TASK TO COMPLETE: Go through the data below. List every line that holds the word "shaded".

RECORDS FOR THIS TASK:
========

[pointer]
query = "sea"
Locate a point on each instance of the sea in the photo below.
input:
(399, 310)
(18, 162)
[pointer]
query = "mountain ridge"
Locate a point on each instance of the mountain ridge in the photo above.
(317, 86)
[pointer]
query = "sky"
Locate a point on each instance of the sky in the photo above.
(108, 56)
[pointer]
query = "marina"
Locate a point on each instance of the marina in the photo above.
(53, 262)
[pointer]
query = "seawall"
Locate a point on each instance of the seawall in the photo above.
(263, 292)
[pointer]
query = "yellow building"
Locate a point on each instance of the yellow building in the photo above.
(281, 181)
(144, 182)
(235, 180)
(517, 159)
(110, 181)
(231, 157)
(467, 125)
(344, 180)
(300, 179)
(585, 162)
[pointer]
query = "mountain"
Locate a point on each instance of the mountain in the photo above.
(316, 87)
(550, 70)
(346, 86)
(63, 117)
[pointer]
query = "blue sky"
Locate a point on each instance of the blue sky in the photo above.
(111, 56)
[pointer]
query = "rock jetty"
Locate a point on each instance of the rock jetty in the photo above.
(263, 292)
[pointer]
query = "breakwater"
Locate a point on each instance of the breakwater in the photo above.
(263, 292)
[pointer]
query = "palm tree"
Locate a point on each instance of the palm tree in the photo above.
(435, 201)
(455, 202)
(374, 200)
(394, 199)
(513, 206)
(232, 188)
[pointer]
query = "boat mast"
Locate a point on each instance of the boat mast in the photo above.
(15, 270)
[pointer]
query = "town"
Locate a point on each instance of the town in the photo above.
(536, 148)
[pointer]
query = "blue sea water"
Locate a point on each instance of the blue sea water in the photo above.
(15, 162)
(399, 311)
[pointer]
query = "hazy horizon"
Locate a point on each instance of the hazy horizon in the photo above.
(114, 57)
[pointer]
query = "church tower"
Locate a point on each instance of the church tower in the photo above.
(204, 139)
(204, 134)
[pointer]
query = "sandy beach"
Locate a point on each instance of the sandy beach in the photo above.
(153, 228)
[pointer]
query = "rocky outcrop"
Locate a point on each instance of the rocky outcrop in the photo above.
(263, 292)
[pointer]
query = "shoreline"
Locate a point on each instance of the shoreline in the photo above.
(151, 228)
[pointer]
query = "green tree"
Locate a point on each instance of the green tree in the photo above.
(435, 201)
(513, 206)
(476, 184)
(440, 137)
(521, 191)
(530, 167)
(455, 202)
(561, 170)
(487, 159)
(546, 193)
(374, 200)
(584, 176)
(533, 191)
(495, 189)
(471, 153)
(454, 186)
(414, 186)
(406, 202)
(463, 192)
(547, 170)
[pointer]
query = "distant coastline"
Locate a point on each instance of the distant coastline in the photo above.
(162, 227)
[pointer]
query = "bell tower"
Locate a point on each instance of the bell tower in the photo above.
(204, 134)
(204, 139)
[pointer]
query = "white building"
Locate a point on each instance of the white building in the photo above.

========

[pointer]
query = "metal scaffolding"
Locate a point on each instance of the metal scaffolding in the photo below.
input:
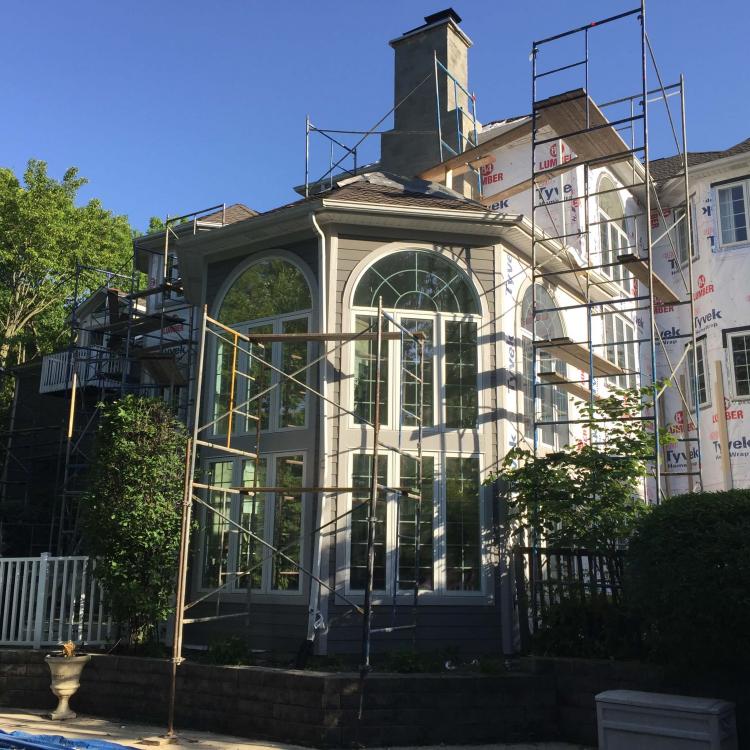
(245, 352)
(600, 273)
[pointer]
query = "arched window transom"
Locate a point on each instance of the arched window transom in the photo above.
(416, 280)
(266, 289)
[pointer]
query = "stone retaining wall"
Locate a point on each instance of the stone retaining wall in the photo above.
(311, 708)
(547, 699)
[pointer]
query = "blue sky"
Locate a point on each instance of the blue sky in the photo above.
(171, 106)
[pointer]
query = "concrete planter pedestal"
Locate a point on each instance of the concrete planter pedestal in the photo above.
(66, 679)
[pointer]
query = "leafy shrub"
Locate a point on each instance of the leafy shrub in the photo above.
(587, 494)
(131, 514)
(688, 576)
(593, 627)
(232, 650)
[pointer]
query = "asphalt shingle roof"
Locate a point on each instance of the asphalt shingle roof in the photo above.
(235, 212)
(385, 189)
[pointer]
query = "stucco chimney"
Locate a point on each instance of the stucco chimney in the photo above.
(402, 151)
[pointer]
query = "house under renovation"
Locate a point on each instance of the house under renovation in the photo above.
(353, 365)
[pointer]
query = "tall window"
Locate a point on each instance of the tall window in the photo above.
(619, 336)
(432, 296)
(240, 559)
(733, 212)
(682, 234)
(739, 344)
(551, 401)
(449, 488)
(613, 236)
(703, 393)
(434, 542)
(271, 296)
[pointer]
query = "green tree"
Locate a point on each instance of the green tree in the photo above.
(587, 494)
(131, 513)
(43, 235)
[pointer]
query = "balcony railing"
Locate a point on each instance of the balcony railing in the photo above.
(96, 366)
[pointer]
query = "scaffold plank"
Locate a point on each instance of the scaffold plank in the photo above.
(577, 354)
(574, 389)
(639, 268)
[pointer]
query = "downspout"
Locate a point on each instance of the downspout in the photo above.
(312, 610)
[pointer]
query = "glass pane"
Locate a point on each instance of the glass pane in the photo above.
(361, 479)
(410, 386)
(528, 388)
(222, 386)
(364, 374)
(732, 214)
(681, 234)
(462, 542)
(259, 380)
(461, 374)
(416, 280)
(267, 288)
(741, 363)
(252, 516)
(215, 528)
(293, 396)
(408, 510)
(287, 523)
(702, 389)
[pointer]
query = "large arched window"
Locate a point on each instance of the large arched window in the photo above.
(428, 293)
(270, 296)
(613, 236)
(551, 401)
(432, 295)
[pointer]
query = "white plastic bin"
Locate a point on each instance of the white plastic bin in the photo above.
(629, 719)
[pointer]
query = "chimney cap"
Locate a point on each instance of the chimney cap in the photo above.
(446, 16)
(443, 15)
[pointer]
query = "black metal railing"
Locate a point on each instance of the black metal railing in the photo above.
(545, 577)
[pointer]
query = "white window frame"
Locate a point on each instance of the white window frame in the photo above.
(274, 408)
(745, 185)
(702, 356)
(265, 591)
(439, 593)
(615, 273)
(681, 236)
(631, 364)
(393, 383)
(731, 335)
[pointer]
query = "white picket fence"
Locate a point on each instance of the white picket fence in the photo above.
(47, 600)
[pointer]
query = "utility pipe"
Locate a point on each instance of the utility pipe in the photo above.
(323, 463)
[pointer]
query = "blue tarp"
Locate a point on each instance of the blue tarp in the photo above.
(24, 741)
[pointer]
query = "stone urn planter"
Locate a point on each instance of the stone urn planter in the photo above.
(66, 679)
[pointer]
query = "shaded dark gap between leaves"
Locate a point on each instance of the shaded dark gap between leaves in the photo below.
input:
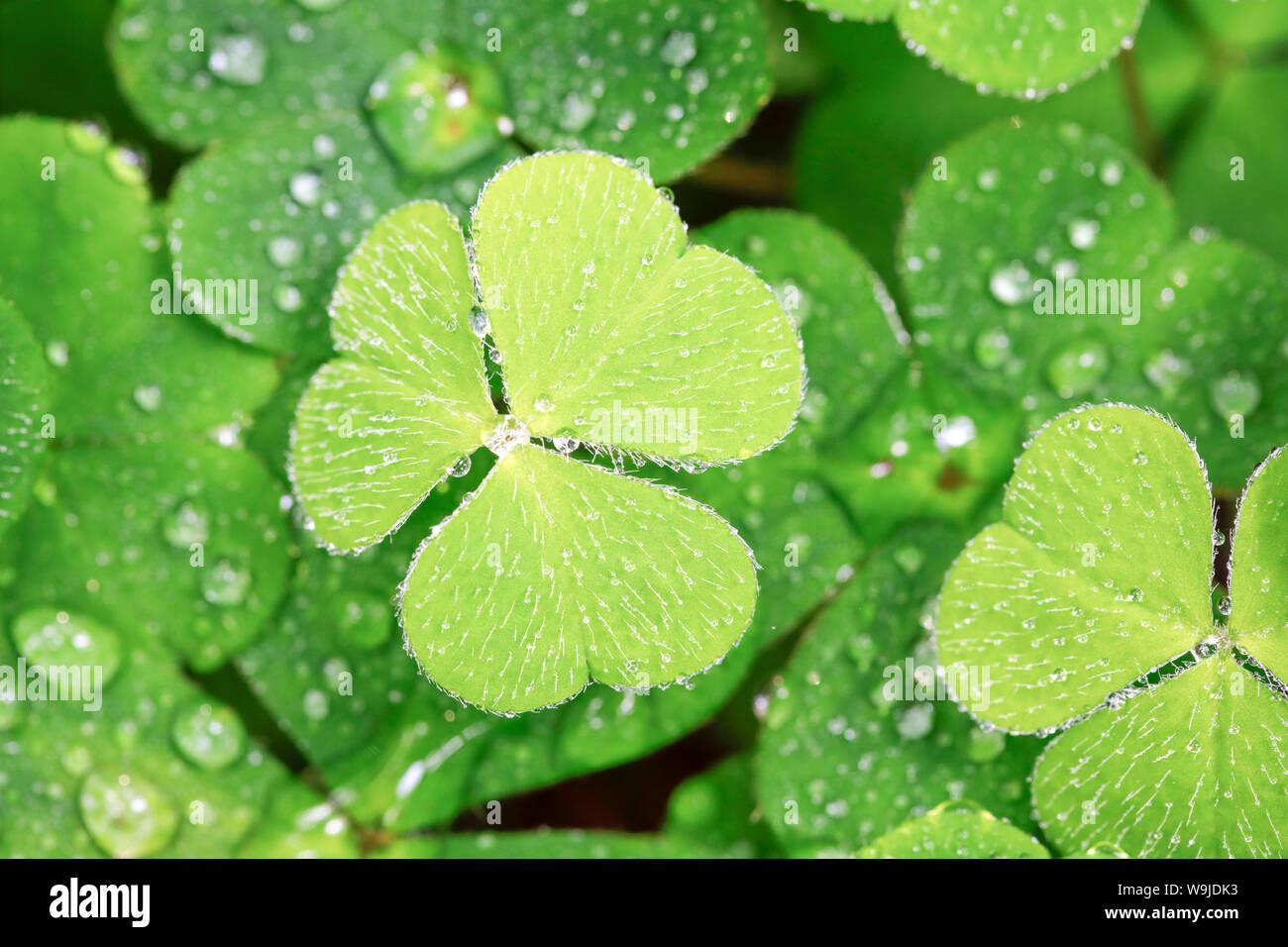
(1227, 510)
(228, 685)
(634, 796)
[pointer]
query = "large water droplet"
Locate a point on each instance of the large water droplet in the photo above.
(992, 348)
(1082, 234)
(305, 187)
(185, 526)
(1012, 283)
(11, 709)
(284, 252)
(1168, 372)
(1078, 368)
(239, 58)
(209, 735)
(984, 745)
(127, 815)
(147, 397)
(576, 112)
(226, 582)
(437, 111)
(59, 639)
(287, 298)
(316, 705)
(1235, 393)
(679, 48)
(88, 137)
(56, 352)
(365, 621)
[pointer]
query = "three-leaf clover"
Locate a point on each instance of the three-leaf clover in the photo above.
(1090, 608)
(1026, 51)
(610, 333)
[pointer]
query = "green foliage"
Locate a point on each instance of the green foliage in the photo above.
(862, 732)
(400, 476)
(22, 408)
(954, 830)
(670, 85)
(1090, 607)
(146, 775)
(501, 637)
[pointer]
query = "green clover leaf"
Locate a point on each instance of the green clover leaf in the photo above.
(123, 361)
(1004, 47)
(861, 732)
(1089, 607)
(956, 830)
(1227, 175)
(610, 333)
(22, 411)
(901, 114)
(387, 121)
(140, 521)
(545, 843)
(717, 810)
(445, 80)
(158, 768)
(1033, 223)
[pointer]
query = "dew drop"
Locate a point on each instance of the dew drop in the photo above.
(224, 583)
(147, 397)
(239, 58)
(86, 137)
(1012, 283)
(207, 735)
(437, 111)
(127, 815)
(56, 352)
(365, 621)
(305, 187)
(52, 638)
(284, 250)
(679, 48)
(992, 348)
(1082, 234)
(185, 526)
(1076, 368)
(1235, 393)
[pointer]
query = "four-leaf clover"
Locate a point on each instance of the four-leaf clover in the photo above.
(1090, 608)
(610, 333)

========

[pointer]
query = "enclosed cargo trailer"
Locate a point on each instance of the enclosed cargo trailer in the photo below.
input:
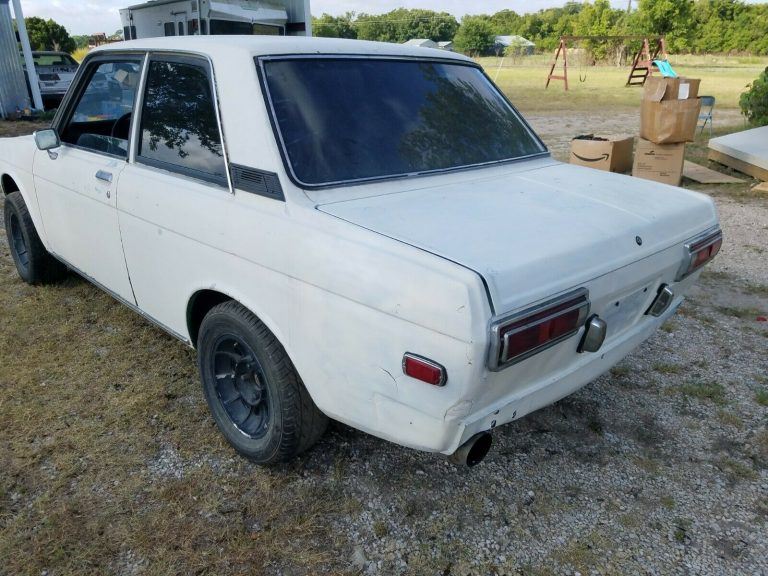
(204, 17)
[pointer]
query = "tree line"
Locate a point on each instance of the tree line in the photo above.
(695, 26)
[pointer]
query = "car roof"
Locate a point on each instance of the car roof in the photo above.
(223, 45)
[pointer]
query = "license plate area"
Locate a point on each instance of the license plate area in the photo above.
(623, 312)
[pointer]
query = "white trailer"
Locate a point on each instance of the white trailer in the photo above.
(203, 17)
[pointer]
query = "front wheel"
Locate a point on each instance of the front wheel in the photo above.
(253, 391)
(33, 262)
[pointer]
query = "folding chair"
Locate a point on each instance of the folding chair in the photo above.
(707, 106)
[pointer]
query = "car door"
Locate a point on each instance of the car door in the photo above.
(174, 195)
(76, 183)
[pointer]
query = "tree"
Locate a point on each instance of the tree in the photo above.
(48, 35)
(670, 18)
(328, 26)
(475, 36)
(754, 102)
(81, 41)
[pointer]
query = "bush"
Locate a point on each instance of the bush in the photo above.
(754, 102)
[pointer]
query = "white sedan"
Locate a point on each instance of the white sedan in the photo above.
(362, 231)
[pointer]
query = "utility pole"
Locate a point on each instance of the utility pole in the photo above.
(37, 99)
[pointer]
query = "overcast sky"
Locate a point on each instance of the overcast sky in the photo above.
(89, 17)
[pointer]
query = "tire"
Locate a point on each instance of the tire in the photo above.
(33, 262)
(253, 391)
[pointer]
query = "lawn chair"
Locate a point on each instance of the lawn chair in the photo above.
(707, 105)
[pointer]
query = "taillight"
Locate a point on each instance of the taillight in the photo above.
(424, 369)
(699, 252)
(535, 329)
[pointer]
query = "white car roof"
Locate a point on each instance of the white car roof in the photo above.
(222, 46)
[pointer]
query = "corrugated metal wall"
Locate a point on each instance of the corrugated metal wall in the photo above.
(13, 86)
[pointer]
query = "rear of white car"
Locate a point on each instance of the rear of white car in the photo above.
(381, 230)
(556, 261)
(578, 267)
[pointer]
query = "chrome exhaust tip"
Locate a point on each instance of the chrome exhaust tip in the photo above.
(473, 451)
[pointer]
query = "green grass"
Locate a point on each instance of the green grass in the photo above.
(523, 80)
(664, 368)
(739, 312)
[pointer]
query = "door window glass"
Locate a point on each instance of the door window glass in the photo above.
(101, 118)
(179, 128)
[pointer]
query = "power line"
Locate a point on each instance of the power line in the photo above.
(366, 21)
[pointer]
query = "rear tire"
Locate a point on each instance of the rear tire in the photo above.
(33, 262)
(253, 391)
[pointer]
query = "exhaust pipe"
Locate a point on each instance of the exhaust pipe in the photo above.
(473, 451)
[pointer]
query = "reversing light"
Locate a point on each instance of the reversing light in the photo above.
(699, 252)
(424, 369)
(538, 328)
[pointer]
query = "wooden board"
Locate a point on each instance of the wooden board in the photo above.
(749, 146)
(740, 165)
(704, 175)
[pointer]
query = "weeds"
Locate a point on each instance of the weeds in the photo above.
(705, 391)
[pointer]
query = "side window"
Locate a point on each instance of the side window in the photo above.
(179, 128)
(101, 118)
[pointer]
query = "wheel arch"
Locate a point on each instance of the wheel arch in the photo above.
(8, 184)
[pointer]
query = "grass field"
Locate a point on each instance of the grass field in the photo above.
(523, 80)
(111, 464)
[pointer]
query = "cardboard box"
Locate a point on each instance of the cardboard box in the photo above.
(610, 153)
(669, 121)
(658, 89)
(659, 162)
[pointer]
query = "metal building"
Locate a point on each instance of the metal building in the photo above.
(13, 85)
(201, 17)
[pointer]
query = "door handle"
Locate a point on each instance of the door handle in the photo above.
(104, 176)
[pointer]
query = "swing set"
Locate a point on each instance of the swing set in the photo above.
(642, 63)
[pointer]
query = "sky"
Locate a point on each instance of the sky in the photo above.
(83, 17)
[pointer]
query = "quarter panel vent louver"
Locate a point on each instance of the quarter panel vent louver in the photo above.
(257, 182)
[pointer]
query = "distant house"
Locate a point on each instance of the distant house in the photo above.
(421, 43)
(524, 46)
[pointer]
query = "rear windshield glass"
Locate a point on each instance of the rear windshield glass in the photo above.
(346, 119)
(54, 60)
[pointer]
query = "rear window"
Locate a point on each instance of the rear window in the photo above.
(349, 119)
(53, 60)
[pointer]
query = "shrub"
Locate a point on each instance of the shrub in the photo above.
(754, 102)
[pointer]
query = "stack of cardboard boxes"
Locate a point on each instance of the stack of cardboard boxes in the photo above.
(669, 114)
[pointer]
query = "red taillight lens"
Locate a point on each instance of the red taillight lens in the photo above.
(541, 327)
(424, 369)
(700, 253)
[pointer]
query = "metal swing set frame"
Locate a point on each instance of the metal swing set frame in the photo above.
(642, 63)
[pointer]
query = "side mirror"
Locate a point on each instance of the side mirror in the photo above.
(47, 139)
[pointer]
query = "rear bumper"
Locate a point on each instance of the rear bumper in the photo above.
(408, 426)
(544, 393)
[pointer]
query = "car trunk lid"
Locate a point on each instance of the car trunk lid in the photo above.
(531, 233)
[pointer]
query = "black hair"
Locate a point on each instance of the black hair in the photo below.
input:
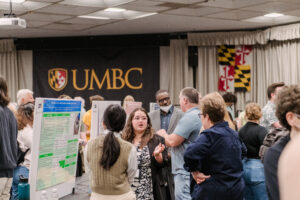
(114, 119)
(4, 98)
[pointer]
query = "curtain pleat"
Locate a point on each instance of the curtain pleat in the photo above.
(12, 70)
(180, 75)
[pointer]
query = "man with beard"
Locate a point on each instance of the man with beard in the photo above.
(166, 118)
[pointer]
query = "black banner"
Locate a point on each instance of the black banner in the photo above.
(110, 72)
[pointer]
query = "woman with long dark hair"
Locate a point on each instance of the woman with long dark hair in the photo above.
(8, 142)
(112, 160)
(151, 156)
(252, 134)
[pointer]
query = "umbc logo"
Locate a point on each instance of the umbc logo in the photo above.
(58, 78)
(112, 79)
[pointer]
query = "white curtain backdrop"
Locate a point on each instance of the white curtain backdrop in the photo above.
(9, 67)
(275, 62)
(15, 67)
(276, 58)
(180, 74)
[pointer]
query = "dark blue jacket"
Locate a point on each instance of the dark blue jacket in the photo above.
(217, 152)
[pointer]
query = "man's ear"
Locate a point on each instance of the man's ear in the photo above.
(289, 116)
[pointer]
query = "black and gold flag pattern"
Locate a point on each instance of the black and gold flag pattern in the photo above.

========

REPLY TO THE EXERCISE:
query = "shaded dark gap between leaves"
Locate a point on each instance of the shaded dark gap between leaves in the photo below.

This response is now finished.